(Data):
******************************
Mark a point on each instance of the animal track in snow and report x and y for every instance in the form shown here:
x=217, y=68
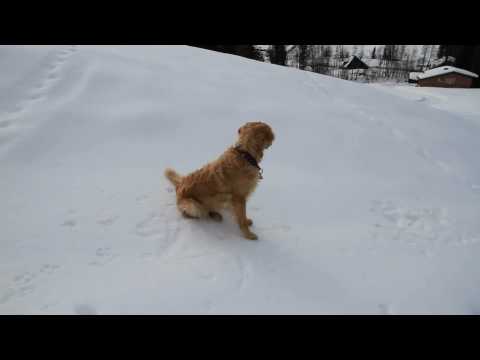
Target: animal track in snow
******************************
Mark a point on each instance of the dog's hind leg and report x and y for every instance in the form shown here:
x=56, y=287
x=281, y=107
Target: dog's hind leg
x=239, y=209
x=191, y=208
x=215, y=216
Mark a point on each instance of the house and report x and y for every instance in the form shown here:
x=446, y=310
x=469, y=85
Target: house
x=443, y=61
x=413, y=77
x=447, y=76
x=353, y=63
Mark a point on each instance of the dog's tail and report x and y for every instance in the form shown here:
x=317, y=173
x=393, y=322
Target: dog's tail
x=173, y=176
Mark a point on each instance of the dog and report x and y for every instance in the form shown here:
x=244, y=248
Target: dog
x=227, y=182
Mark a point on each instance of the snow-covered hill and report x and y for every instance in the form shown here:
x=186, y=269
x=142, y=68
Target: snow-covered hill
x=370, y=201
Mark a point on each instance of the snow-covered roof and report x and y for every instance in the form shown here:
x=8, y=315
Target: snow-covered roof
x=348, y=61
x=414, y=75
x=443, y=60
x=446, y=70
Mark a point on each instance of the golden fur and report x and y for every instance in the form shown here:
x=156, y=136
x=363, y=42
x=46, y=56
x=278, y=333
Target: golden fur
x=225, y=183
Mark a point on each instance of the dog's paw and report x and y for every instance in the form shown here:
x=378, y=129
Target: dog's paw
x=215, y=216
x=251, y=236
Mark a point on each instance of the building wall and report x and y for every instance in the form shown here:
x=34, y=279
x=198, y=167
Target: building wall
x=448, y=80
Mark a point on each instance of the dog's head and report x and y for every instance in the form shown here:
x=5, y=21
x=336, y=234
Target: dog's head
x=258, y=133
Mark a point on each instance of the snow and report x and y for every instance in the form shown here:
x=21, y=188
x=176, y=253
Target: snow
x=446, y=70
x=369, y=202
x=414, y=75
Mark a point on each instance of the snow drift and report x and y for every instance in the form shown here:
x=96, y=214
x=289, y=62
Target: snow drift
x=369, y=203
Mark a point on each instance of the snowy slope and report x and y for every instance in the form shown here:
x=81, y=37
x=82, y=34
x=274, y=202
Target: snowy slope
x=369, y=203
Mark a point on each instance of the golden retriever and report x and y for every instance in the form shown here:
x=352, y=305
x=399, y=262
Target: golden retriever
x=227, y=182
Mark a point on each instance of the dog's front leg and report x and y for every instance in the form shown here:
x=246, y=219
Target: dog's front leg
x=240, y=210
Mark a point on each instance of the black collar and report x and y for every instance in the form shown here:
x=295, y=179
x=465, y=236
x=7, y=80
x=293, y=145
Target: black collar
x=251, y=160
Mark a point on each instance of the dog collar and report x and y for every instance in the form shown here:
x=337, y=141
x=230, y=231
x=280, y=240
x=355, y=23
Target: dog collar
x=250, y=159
******************************
(Task to carry out): From the entries above, copy each line holding "animal".

(Output for this task):
Mark a point on each instance of the animal track in snow and report x and y for every instance in the form shown here:
Target: animal track in snow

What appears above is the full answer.